>> Start Data for this task

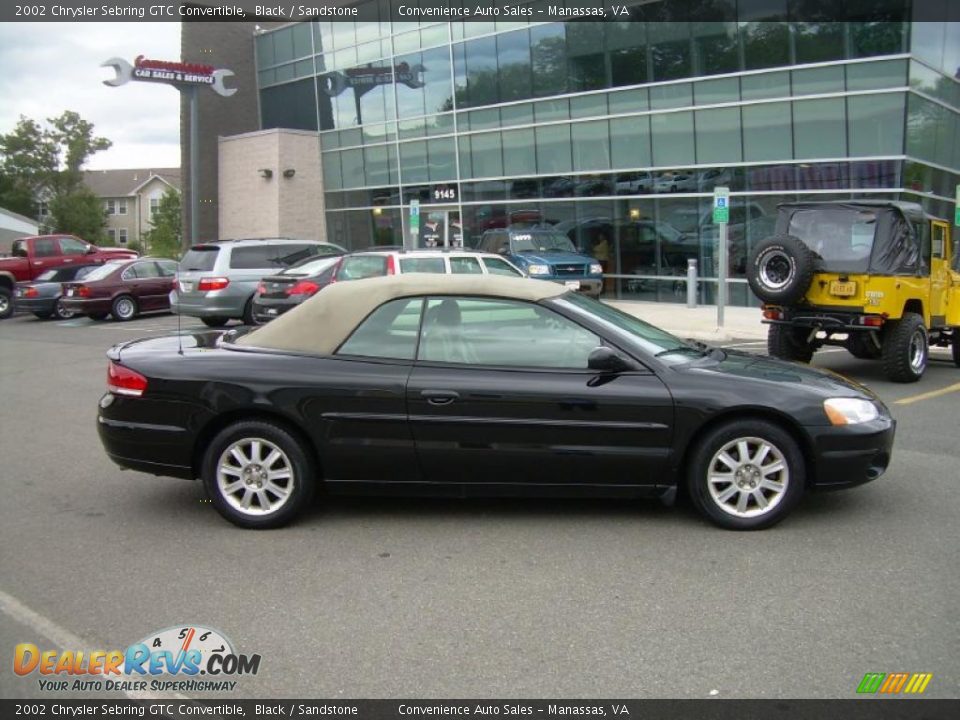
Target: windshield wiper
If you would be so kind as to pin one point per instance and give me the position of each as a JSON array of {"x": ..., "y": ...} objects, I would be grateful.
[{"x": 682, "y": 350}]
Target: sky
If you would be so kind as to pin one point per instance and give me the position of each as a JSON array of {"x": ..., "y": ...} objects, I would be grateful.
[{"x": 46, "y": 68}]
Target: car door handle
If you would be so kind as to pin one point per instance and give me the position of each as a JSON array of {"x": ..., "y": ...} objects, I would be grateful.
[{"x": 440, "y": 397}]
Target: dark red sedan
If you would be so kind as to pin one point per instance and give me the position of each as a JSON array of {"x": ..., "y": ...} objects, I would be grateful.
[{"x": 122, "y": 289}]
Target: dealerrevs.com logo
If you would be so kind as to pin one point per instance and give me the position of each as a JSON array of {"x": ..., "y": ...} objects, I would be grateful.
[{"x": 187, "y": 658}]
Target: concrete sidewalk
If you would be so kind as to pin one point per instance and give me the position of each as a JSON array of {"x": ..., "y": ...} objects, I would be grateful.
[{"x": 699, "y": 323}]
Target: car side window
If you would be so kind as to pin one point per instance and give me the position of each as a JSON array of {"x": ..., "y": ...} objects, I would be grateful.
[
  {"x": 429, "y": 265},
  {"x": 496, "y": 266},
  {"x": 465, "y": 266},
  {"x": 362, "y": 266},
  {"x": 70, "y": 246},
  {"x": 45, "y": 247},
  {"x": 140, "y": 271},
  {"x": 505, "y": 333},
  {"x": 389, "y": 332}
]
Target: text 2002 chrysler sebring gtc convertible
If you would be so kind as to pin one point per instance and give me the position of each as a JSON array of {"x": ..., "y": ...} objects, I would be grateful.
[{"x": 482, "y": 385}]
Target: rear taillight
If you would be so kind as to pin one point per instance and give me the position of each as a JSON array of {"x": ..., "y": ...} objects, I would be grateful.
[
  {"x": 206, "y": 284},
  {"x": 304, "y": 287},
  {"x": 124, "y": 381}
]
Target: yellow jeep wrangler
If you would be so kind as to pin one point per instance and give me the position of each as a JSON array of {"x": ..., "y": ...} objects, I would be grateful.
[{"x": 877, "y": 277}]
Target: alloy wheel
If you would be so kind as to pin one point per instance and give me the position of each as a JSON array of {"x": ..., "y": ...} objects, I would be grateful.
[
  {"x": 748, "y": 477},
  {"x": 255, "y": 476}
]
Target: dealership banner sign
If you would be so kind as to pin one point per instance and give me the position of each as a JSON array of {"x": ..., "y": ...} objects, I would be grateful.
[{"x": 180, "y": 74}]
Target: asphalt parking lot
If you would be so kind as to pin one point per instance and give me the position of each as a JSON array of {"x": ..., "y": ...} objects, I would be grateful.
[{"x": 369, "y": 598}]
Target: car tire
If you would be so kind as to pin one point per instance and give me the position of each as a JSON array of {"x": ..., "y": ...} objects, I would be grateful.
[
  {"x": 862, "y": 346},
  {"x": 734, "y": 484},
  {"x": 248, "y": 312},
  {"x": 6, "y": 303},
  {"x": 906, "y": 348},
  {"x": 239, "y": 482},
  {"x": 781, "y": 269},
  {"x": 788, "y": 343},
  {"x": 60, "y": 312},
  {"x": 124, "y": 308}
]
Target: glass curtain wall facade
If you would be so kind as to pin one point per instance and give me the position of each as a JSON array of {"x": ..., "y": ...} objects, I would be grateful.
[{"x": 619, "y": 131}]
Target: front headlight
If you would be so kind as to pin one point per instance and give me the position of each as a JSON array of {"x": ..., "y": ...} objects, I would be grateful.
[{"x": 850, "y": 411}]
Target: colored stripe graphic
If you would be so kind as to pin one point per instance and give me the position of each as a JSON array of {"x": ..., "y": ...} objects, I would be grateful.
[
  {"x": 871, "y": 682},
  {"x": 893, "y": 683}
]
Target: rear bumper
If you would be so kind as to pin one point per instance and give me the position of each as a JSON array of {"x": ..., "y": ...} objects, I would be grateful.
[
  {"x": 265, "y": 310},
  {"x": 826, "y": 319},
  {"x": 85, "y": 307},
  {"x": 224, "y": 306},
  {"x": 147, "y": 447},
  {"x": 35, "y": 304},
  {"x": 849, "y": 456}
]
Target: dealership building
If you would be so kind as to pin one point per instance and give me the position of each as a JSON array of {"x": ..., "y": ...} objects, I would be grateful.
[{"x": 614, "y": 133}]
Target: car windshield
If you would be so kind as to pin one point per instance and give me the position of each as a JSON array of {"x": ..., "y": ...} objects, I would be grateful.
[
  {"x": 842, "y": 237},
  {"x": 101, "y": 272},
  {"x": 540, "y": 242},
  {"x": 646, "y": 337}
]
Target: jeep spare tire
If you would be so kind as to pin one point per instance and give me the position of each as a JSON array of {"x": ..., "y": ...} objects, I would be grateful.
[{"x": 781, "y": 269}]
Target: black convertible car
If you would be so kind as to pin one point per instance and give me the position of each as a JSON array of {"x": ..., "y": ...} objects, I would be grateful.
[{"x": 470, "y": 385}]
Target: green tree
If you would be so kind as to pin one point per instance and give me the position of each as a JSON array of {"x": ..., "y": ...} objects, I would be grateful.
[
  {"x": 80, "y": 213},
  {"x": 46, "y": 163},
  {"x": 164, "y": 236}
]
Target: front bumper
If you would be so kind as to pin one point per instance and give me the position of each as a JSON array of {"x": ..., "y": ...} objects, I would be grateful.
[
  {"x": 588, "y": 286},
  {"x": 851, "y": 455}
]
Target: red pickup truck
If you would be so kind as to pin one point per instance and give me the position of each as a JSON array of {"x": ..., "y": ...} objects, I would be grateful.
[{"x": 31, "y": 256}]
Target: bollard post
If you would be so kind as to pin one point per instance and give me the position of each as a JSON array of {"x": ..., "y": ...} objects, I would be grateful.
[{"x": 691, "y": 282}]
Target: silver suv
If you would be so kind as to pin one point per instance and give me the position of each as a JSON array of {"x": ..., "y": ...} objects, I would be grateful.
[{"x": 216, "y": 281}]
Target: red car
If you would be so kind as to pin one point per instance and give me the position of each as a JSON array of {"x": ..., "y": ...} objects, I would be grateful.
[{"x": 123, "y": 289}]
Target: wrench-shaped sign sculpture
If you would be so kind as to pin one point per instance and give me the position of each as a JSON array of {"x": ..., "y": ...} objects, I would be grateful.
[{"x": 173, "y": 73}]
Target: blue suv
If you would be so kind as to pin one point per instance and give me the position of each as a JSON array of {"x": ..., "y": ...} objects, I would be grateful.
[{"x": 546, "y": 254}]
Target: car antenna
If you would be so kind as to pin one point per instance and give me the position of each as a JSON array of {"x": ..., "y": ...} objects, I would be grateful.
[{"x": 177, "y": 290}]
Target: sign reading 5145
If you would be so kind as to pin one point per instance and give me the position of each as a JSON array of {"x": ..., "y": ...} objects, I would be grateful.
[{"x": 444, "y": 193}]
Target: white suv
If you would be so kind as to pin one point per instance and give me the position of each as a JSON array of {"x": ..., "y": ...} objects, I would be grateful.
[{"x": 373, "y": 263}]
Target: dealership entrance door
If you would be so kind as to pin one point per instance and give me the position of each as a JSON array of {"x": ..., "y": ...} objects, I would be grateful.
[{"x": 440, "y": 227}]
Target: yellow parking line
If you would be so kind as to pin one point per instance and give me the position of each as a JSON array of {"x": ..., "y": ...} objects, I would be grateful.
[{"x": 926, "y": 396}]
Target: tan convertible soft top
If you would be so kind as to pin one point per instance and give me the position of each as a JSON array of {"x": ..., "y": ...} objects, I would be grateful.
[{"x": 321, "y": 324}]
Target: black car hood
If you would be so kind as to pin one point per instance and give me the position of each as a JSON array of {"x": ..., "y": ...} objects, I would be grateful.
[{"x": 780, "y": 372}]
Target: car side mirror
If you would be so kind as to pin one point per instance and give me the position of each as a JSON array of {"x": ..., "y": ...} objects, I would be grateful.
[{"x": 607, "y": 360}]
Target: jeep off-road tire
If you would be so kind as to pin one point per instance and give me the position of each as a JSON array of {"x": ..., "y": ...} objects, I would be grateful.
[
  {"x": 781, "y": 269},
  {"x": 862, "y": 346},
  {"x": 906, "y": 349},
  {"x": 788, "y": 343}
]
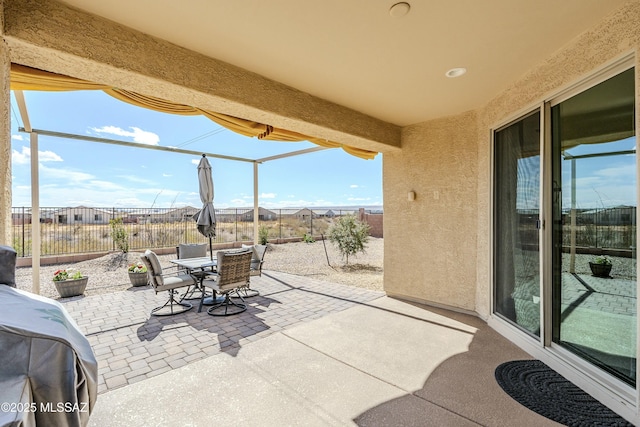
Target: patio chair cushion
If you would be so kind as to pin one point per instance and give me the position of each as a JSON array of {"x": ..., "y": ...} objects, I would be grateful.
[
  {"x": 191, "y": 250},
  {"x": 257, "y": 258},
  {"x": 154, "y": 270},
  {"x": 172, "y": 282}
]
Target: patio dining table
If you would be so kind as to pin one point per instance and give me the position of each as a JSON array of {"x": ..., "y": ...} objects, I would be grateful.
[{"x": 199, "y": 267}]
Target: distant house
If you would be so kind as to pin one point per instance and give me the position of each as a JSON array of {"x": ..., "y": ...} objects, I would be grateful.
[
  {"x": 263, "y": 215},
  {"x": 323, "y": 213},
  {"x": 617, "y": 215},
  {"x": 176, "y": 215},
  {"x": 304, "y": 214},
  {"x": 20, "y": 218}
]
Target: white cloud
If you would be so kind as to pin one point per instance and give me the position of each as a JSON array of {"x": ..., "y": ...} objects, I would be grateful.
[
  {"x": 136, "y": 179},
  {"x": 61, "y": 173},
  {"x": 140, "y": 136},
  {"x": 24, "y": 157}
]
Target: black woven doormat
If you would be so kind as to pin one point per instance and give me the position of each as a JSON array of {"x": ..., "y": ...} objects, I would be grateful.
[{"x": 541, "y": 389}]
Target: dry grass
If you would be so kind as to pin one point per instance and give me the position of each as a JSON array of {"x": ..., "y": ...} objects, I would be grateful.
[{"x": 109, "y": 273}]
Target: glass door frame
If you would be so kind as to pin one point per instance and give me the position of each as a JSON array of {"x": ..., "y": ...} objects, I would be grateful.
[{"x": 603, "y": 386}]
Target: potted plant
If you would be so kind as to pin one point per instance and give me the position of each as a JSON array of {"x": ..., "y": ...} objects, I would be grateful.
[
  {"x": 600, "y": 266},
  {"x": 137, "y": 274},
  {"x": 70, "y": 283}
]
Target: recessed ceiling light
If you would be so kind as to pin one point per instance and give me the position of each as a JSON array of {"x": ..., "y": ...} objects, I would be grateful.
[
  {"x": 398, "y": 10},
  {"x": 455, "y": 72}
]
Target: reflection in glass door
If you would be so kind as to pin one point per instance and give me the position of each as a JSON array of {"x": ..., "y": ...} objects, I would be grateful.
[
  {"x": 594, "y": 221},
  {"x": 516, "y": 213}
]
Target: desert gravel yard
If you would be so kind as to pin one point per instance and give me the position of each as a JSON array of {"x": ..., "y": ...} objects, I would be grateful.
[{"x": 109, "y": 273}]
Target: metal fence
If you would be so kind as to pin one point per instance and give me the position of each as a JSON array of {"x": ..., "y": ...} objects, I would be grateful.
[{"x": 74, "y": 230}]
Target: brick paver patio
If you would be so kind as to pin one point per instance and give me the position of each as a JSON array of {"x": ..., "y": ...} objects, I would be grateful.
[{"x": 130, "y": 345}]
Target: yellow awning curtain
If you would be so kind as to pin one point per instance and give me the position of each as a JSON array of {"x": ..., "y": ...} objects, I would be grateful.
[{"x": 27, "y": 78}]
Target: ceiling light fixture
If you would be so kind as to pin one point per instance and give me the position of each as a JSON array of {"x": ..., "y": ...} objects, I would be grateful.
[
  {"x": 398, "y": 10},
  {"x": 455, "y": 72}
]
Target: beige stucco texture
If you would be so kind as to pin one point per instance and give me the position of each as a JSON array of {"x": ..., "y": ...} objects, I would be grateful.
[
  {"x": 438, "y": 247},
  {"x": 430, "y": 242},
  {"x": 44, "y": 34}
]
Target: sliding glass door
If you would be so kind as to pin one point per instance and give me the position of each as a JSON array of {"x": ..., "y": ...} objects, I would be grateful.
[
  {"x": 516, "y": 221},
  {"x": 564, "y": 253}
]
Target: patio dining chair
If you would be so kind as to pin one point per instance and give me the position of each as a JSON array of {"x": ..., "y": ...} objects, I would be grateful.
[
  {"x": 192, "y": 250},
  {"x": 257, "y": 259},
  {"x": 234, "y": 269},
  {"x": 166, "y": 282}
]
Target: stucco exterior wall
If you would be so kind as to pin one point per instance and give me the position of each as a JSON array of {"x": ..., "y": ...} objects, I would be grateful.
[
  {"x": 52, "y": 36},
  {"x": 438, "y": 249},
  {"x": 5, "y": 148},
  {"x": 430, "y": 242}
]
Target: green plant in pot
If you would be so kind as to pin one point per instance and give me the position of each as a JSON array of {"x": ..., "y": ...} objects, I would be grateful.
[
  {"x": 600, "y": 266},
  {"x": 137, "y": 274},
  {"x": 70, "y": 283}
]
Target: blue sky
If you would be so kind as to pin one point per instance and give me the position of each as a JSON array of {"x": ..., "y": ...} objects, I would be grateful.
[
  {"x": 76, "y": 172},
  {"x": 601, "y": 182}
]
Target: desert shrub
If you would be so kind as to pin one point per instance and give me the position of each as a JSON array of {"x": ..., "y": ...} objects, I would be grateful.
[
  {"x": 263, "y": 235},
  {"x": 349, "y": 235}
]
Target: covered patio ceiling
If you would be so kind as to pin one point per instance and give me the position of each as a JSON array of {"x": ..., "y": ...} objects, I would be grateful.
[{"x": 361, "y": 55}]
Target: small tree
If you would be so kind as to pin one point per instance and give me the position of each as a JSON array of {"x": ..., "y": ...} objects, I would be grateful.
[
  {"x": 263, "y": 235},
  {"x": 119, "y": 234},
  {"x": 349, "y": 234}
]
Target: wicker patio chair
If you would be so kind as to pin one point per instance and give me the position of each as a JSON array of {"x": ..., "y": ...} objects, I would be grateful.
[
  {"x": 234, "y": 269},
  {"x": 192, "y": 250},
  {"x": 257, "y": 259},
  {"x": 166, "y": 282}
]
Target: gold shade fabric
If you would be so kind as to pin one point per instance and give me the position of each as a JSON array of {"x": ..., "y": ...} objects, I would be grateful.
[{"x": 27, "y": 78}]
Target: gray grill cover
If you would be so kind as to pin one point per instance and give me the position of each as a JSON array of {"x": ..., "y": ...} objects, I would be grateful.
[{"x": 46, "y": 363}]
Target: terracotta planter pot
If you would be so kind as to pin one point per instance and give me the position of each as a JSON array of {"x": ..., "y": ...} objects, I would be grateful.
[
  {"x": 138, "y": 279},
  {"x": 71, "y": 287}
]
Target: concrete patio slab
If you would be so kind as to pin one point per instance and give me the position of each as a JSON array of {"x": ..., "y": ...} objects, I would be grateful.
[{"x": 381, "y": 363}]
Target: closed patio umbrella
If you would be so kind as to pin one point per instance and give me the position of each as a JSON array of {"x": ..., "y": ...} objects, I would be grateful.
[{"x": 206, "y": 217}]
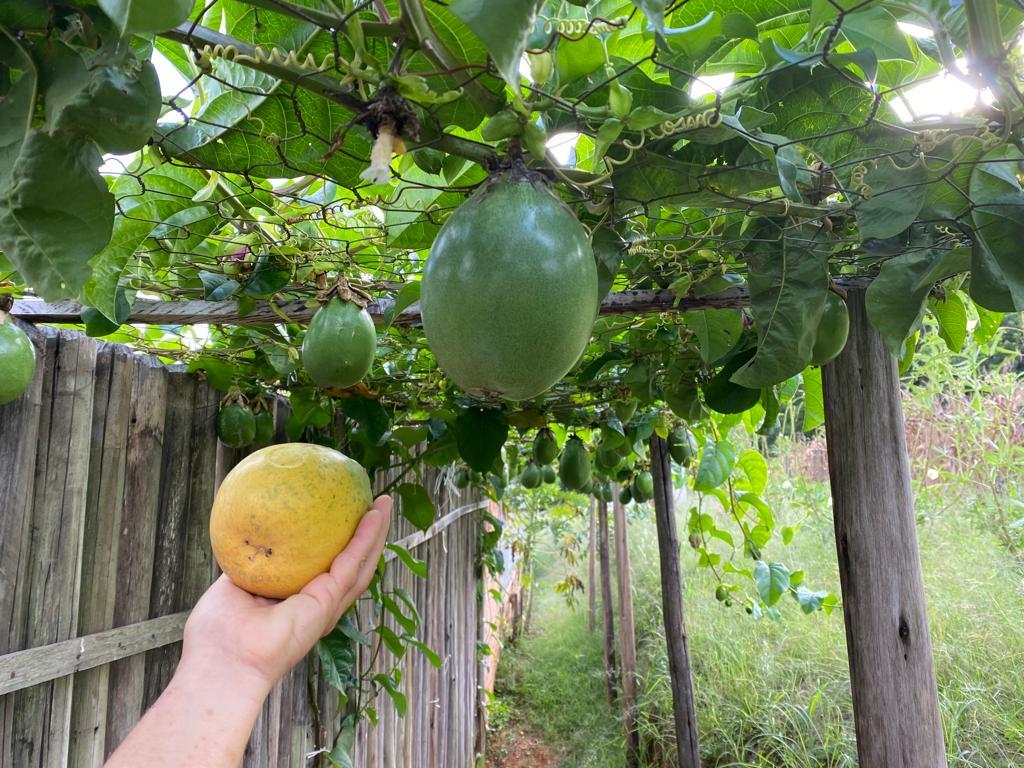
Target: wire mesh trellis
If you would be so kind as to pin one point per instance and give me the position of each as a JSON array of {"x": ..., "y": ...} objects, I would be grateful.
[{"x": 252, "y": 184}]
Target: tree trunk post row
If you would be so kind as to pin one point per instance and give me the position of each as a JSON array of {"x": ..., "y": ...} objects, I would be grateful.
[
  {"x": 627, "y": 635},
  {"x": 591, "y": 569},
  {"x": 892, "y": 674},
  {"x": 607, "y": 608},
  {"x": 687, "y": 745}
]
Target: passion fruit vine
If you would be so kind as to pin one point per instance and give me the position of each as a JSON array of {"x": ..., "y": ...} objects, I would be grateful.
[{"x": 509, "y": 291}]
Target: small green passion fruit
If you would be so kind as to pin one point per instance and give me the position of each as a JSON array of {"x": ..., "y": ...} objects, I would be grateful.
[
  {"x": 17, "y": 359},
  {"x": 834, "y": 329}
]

>> End Data for this task

**What is needed**
Put every line from the one that contains "Target: small green passion fruit" through the end of the rows above into a Markdown table with the columns No. and Line, numbering each line and leaving out blank ones.

**Task response**
| No. | Line |
|---|---|
| 1 | Target: small green passion fruit |
| 2 | If you would be so kind as to pin one point per instance and give me the position of each as a JSON array of {"x": ..., "y": ...} objects, I would be grateful. |
| 3 | [ |
| 4 |   {"x": 17, "y": 359}, |
| 5 |   {"x": 834, "y": 329} |
| 6 | ] |